• [Given task]
Reproduce the entries from the line containing "seg: decorative cedar shake siding" through the line containing "M 111 135 L", changing "decorative cedar shake siding" to "painted clapboard siding" and keeping everything else the same.

• [Material supplied]
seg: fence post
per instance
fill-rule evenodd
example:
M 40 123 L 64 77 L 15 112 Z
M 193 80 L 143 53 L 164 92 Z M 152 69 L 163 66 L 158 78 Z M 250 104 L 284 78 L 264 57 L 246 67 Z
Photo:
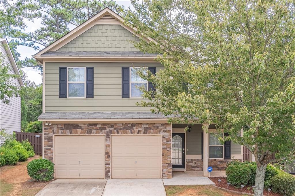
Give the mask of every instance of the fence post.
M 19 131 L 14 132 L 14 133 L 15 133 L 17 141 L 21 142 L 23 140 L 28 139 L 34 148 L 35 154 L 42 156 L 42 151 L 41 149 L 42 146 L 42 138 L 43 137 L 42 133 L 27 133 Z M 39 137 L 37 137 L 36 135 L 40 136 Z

==

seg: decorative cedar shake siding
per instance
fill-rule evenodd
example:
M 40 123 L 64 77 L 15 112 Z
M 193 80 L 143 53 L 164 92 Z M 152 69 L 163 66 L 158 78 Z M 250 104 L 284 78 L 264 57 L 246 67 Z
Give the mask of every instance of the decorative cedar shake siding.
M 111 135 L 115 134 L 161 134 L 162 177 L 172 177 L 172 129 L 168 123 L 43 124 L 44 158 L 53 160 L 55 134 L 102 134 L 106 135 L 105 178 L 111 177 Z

• [Task solution]
seg: painted clapboard siding
per instance
fill-rule evenodd
example:
M 40 123 L 64 77 L 15 112 Z
M 193 80 L 143 53 L 164 92 Z M 152 69 L 163 66 L 158 78 Z M 250 104 L 284 78 L 264 57 L 246 67 Z
Give the mask of every instance of the painted clapboard siding.
M 111 135 L 115 134 L 161 134 L 162 177 L 172 177 L 172 129 L 168 123 L 43 124 L 44 158 L 53 160 L 55 134 L 102 134 L 106 135 L 105 178 L 111 177 Z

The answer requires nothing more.